Your instructions -
From the first line to the last, restate the data word for word.

Spatial localization data -
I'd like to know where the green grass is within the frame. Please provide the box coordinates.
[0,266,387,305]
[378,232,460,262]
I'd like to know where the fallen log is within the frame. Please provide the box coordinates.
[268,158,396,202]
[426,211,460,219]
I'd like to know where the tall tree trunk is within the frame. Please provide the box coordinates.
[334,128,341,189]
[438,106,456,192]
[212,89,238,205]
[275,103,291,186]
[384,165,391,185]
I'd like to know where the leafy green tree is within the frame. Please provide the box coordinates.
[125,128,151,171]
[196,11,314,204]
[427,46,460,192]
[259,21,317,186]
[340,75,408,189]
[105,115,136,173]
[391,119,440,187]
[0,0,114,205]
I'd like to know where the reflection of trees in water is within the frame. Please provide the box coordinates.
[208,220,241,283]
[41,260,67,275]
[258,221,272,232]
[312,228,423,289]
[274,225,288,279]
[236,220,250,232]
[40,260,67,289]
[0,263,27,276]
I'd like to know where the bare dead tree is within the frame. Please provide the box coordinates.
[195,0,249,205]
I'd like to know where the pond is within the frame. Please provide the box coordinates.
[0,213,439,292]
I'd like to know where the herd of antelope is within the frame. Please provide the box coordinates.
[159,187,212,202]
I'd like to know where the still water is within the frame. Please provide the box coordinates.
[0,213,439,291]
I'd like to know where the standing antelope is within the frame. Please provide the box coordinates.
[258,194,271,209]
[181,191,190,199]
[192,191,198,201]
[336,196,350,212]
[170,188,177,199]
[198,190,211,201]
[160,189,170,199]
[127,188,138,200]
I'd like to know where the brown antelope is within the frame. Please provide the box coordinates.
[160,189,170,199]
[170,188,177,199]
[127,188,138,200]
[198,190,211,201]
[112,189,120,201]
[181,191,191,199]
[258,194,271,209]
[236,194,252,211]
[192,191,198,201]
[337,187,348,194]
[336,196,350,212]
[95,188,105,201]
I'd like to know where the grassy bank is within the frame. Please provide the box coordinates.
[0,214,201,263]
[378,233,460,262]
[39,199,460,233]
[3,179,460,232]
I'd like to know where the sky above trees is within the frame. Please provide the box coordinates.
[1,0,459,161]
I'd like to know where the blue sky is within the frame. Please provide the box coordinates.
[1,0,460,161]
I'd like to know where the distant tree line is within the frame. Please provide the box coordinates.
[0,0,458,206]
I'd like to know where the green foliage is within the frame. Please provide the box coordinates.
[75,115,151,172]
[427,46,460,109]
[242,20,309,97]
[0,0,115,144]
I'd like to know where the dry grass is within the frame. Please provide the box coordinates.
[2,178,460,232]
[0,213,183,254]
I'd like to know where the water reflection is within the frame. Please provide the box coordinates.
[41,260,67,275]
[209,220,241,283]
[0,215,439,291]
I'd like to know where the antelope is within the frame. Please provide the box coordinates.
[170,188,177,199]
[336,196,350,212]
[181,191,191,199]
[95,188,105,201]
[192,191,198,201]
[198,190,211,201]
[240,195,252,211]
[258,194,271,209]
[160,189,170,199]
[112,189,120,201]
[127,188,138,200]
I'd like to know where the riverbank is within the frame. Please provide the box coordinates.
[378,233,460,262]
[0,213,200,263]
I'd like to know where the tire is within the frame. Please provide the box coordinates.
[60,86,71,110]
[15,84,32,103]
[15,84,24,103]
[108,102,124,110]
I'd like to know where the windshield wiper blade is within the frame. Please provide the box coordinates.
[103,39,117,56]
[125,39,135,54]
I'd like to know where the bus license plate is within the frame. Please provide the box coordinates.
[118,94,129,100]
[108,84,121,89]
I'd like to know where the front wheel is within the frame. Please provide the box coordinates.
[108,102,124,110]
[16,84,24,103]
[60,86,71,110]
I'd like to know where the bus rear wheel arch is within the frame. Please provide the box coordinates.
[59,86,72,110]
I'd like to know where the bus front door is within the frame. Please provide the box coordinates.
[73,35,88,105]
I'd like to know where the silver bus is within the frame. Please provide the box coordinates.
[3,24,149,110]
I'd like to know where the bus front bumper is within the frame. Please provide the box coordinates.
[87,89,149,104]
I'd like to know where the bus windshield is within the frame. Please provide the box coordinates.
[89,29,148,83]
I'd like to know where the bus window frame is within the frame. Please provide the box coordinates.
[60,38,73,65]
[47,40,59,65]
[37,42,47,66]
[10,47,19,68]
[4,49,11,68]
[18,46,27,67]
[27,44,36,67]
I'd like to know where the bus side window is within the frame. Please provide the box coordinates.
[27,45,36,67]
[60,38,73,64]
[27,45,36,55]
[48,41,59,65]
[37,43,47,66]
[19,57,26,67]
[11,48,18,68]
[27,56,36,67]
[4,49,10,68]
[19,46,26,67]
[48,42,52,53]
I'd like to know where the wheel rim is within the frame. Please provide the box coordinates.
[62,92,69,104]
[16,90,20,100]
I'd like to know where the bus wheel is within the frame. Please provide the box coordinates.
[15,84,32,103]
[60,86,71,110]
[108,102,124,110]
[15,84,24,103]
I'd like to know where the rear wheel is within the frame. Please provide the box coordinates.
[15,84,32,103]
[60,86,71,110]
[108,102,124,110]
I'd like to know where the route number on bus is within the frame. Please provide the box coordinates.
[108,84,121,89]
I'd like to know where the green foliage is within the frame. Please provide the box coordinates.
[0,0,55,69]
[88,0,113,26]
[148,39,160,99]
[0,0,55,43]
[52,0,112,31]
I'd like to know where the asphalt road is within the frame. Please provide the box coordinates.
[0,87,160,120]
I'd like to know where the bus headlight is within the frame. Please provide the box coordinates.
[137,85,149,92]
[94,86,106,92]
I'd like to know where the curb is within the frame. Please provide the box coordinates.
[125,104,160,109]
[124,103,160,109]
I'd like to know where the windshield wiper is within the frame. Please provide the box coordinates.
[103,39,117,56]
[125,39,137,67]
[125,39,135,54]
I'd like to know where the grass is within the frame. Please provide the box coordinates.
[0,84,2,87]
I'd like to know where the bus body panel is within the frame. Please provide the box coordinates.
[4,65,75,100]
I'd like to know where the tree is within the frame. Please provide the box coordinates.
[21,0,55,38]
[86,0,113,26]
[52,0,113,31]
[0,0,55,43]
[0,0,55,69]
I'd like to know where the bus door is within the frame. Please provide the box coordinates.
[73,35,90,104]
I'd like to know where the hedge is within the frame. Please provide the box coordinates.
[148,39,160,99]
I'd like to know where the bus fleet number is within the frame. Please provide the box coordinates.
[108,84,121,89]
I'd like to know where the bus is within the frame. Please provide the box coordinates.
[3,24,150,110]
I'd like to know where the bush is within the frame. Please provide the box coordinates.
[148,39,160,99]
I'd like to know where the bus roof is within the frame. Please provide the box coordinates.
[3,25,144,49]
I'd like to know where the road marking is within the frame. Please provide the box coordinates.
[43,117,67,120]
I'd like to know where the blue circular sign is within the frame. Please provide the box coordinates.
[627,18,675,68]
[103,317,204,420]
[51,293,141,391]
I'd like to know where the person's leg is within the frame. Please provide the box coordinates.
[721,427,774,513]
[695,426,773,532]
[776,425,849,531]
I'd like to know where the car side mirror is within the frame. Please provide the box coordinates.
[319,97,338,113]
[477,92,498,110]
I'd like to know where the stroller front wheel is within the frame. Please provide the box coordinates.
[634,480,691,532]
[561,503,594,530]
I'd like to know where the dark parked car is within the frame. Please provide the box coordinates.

Written reply -
I'd like to know where the green grass is within the frame. Please provide the box coordinates.
[0,266,387,305]
[378,232,460,262]
I'd like to know where the fallen log is within the frame. Please provide the box coordinates.
[268,158,396,202]
[426,211,460,219]
I'd like to know where the tall tree trunk is within the frame. Please provide the box coordinates.
[334,128,341,189]
[438,106,456,192]
[212,89,238,205]
[275,103,291,186]
[384,165,391,185]
I'd like to know where the leafy green tree is within the frame. Please provide the box coordinates.
[125,128,151,171]
[196,11,314,204]
[427,46,460,192]
[259,21,317,186]
[340,75,408,189]
[105,115,136,173]
[391,119,440,187]
[0,0,114,205]
I'd like to know where the reflection of trees in water is within the frame. Please provide the box coordinates.
[208,220,241,283]
[41,260,67,275]
[258,221,272,232]
[312,228,423,289]
[274,225,288,279]
[236,220,250,232]
[40,260,67,289]
[0,263,27,276]
I'd like to know where the bare dead tree is within the frame. Please provide the box coordinates.
[195,0,249,205]
I'd like to know where the pond is within the frame. Please provide the box coordinates.
[0,213,439,292]
I'd like to know where the herd of antelope is within the frame. Please provide the box coordinates.
[159,187,212,202]
I'd like to know where the still water is within the frame. Please provide the box coordinates.
[0,213,439,291]
I'd like to know where the standing antelope is within the frame. Please provide the box coordinates.
[258,194,271,209]
[181,191,190,199]
[192,191,198,201]
[336,196,350,212]
[170,188,177,199]
[198,190,211,201]
[160,189,170,199]
[127,188,138,200]
I'd like to know where the brown antelope is within the frame. Please provide the box coordinates.
[160,189,170,199]
[170,188,177,199]
[127,188,138,200]
[198,190,211,201]
[112,189,120,201]
[181,191,191,199]
[258,194,271,209]
[236,194,252,211]
[192,191,198,201]
[337,187,348,194]
[336,196,350,212]
[95,188,105,201]
I'd like to know where the grassy bank is within the frame. Please provide the box coordinates.
[0,214,201,263]
[378,233,460,262]
[39,199,460,233]
[3,179,460,232]
I'd like to know where the sky above trees is within the frame. Please provide the box coordinates.
[1,0,459,161]
I'd like to know where the blue sky is within the frame. Please provide the box coordinates.
[1,0,460,161]
I'd like to know where the distant tree line is within the frame. Please provide the box coordinates.
[0,0,458,206]
I'd like to know where the green foliage is within the frame. Please provide the box coordinates.
[75,115,151,172]
[427,46,460,109]
[242,20,309,97]
[0,0,115,144]
I'd like to know where the dry grass is within the frame. Please provide the box coordinates.
[2,178,460,232]
[0,213,183,254]
I'd like to know where the water reflection is within the frame. Please provide the box coordinates.
[41,260,67,275]
[209,220,241,283]
[0,215,439,291]
I'd like to know where the antelope is within the frame. Please provide the box coordinates.
[170,188,177,199]
[336,196,350,212]
[181,191,191,199]
[95,188,105,201]
[192,191,198,201]
[198,190,211,201]
[240,195,252,211]
[258,194,271,209]
[160,189,170,199]
[112,189,120,201]
[127,188,138,200]
I'd like to know where the riverbank is within the frame. Please provide the box coordinates.
[378,233,460,262]
[0,213,200,263]
I'd like to know where the tire is within the frame. Please provide the box coordinates.
[60,86,71,110]
[15,84,32,103]
[15,84,24,103]
[108,102,124,110]
I'd like to know where the windshield wiper blade is within the frame. Please provide the box coordinates.
[103,39,117,56]
[125,39,135,54]
I'd like to know where the bus license plate is within the frame. Please provide the box coordinates.
[118,94,129,100]
[108,84,121,89]
I'd like to know where the front wheel is within the frame. Please provide the box coordinates.
[108,102,124,110]
[16,84,24,103]
[60,86,71,110]
I'd like to know where the bus rear wheel arch is within the frame. Please provide the box coordinates.
[59,86,72,110]
I'd like to know where the bus front door is within the frame. Please provide the box coordinates.
[73,35,88,105]
I'd like to know where the silver bus is within the frame. Please provide the box coordinates.
[3,24,149,110]
I'd like to know where the bus front bumper is within the frame. Please provide the box coordinates.
[87,89,149,104]
I'd like to know where the bus windshield is within the frame. Please provide the box coordinates.
[89,29,148,83]
I'd like to know where the bus window frame is within the frame. Please provide the box coordinates.
[60,38,73,65]
[47,40,59,65]
[37,42,47,66]
[10,47,19,68]
[4,49,11,68]
[18,46,27,67]
[27,44,36,67]
I'd like to know where the bus side window is within the frame. Please provide the box coordinates.
[27,45,36,67]
[60,38,73,64]
[27,45,36,55]
[48,41,59,65]
[37,43,47,66]
[19,57,26,67]
[11,48,18,68]
[27,56,36,67]
[4,49,10,68]
[19,46,26,67]
[48,42,52,53]
I'd like to know where the wheel rim is within the frame. Please provide the box coordinates.
[62,92,69,104]
[16,90,20,100]
I'd like to know where the bus wheel is within the frame. Please provide the box coordinates.
[15,84,32,103]
[60,86,71,110]
[108,102,124,110]
[15,84,24,103]
I'd like to know where the rear wheel is within the frame. Please provide the box coordinates.
[15,84,32,103]
[60,86,71,110]
[108,102,124,110]
I'd like to know where the route number on bus is within the frame. Please provide the box coordinates.
[108,84,121,89]
I'd like to know where the green foliage is within the frame. Please provide the box coordinates.
[0,0,55,69]
[88,0,113,26]
[148,39,160,99]
[0,0,55,43]
[52,0,112,31]
I'd like to know where the asphalt road is within the frame. Please provide the box coordinates.
[0,87,160,120]
I'd like to know where the bus headlight is within the frame. Please provide the box coordinates.
[137,85,149,92]
[94,86,106,92]
I'd like to know where the curb is within the frame. Please provide the box coordinates.
[125,104,160,109]
[124,103,160,109]
I'd like to know where the windshield wiper is within the frame. Please provide the box coordinates.
[103,39,117,56]
[125,39,137,67]
[125,39,135,54]
I'd like to know where the grass is within the frame. Please provide the box coordinates.
[0,84,2,87]
I'd like to know where the bus body panel is within the frame. Please provide the box coordinates.
[4,65,75,100]
I'd like to know where the tree is within the frame. Please provide the box coordinates.
[21,0,55,38]
[86,0,113,26]
[52,0,113,31]
[0,0,55,43]
[0,0,55,69]
I'd like to know where the bus door is within the frame. Please provide the box coordinates.
[73,35,90,104]
I'd like to know where the hedge is within the frame. Please provide the box coordinates.
[148,39,160,99]
I'd like to know where the bus fleet number is within the frame. Please provide the box coordinates.
[108,84,121,89]
I'd like to know where the bus is within the frame. Please provide the box coordinates.
[3,24,150,110]
I'd like to know where the bush is within the frame. Please provide the box coordinates.
[148,39,160,99]
I'd like to know where the bus roof is within the frame. Please provide the box coordinates.
[3,25,144,49]
I'd like to know where the road marking is within the frame. Please provide the box coordinates.
[43,117,67,120]
I'd like to know where the blue circular sign is within the frame. Please provide the box coordinates.
[627,18,675,68]
[103,317,204,420]
[51,293,141,391]
I'd like to know where the person's leg is within the frame. Please provide the box coordinates.
[721,427,774,513]
[695,426,773,532]
[776,425,849,531]
I'd like to know where the car side mirror is within the frame. Please provide the box coordinates.
[319,97,338,113]
[477,92,498,110]
I'd like to know where the stroller front wheel is within the frame. Please provide the box coordinates.
[634,480,691,532]
[561,503,594,530]
I'd like to know where the dark parked car is within the frame. Please provide the box coordinates.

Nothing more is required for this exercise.